### [WRITTEN TASK]
Rewrite everything in the listing from "Mark every instance of the chrysanthemum" down to "Target: chrysanthemum flower", substituting "chrysanthemum blossom" for "chrysanthemum flower" and leaving all other text as it is.

### [STORED DATA]
--- start ---

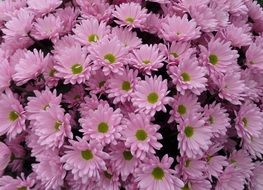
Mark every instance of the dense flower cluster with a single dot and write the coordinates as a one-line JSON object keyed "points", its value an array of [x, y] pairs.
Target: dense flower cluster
{"points": [[131, 94]]}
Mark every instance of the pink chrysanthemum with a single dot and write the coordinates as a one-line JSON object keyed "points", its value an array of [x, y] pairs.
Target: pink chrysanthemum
{"points": [[84, 159], [217, 119], [151, 95], [121, 87], [52, 126], [194, 137], [123, 160], [219, 57], [73, 65], [90, 31], [249, 120], [156, 174], [30, 66], [130, 14], [148, 58], [102, 125], [12, 115], [188, 75], [108, 54], [179, 29], [141, 135]]}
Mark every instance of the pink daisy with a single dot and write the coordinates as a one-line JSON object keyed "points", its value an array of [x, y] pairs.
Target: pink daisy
{"points": [[150, 95], [102, 125], [148, 58], [52, 126], [217, 119], [194, 137], [30, 66], [156, 174], [131, 15], [12, 115], [188, 75], [121, 87], [108, 54], [249, 120], [179, 29], [219, 57], [73, 65], [141, 136], [85, 160], [122, 160], [90, 31]]}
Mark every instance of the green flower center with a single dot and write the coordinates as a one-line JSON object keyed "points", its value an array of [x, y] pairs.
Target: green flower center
{"points": [[110, 58], [245, 122], [213, 59], [152, 98], [126, 86], [186, 77], [13, 115], [129, 19], [103, 127], [87, 154], [93, 38], [158, 173], [189, 131], [141, 135], [127, 155], [57, 125], [181, 109], [76, 69]]}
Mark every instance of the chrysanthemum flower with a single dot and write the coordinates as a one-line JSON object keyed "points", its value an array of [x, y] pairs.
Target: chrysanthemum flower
{"points": [[52, 126], [249, 120], [219, 57], [217, 119], [121, 87], [194, 137], [141, 135], [122, 160], [108, 54], [156, 174], [30, 66], [102, 125], [90, 31], [151, 95], [12, 115], [73, 65], [84, 159], [130, 14], [148, 58], [179, 29], [188, 75]]}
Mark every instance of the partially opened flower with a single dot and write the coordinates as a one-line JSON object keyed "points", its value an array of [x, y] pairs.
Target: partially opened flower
{"points": [[151, 95], [102, 125], [156, 174], [131, 15], [85, 160], [141, 136], [12, 115]]}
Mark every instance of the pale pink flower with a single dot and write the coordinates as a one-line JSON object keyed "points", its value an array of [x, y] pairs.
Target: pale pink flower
{"points": [[102, 125], [90, 31], [141, 135], [150, 95], [156, 174], [73, 65], [147, 59], [179, 28], [85, 160], [12, 115], [131, 15]]}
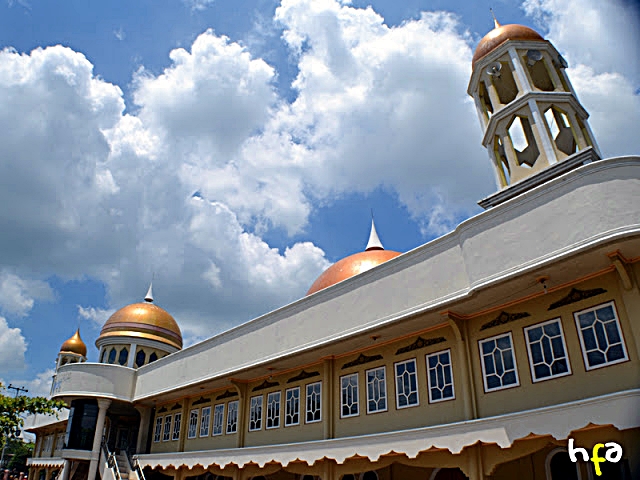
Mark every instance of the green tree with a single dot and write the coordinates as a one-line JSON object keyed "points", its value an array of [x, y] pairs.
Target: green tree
{"points": [[12, 409]]}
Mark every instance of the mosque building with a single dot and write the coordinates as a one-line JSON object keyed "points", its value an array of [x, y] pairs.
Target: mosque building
{"points": [[490, 353]]}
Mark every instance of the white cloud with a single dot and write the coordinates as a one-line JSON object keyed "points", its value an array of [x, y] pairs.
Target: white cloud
{"points": [[97, 315], [12, 348], [18, 295]]}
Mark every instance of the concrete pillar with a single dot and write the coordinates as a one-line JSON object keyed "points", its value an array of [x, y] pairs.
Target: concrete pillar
{"points": [[143, 428], [103, 405]]}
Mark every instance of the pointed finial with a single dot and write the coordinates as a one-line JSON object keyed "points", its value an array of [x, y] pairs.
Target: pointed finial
{"points": [[496, 24], [149, 296], [374, 242]]}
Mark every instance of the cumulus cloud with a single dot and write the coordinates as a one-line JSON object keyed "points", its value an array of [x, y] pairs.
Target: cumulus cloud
{"points": [[18, 295], [601, 41], [12, 348]]}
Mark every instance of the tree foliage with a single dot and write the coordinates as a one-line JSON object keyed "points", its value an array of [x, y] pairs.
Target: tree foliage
{"points": [[12, 409]]}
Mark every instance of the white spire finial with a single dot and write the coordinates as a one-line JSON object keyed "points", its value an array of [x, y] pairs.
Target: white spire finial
{"points": [[374, 242], [149, 296]]}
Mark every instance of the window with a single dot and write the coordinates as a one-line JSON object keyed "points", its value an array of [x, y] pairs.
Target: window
{"points": [[376, 390], [600, 336], [406, 384], [232, 417], [122, 358], [498, 363], [140, 358], [177, 420], [193, 423], [440, 376], [255, 414], [205, 418], [547, 350], [167, 429], [292, 407], [349, 395], [273, 410], [314, 402], [158, 430], [218, 419]]}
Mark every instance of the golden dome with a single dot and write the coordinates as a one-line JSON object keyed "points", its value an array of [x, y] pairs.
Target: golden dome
{"points": [[74, 345], [501, 34], [143, 320], [351, 266]]}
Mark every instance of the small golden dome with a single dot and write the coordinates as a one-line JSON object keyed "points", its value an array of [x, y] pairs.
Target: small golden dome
{"points": [[143, 320], [74, 345], [501, 34], [350, 267]]}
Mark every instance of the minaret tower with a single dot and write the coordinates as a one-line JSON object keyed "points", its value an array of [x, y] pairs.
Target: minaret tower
{"points": [[530, 114]]}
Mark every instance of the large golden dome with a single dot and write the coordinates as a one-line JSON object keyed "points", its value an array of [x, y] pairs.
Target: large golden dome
{"points": [[74, 345], [143, 320], [501, 34], [360, 262]]}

--- end ---

### [RESULT]
Mark every instance of the chrysanthemum blossom with a single dot and write the coordinates as a one-line JSON object keyed "points", its value an array of [x, y] pairs.
Target: chrysanthemum blossom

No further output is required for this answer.